*Task objective*:
Render the part of the records below that opens with the line containing "Pick out each instance of the onion" and runs through the end of the records as a Markdown table. Use the columns Row and Line, number each row, and leave out blank lines.

*Exercise material*:
-- begin --
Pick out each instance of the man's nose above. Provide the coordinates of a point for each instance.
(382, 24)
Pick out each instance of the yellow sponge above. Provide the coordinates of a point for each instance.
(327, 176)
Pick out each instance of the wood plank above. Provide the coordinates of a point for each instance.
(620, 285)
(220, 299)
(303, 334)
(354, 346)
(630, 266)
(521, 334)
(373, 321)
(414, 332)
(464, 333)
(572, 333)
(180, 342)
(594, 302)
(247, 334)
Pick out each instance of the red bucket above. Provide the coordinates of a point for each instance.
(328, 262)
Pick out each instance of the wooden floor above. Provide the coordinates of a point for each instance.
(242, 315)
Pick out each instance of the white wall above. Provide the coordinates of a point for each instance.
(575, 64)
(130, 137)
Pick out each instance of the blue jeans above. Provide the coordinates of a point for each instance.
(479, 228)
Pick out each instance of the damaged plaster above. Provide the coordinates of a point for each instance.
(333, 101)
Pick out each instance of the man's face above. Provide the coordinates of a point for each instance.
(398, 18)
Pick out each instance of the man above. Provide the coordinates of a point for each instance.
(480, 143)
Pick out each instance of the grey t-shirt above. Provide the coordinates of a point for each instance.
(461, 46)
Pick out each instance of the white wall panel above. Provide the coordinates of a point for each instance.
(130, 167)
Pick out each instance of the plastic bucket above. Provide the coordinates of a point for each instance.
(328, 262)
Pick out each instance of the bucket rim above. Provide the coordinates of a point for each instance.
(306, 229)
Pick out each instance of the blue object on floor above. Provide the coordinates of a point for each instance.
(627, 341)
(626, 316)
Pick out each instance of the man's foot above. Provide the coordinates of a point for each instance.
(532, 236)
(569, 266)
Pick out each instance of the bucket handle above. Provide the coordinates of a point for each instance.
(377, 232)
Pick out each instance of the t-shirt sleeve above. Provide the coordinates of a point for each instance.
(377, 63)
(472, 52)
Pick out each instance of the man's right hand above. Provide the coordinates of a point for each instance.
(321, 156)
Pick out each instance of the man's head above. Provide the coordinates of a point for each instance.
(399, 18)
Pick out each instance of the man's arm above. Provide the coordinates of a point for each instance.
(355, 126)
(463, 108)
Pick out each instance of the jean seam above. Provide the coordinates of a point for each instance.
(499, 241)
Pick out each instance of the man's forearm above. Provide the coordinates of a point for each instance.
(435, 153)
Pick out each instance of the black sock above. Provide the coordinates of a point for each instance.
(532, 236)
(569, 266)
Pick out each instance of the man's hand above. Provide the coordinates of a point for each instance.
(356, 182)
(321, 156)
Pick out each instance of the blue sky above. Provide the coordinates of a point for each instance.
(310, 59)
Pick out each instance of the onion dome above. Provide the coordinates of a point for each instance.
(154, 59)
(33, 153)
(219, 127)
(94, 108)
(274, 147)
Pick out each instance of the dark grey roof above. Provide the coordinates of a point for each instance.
-- end --
*Result of this exercise*:
| Row | Line |
|---|---|
| 1 | Pick out each instance of the onion dome above. Provide the coordinates of a point for each instance. |
| 2 | (154, 59) |
| 3 | (33, 153) |
| 4 | (219, 127) |
| 5 | (94, 108) |
| 6 | (274, 147) |
| 7 | Pick out each instance of the dark grey roof above. Provide the coordinates of a point for each instance. |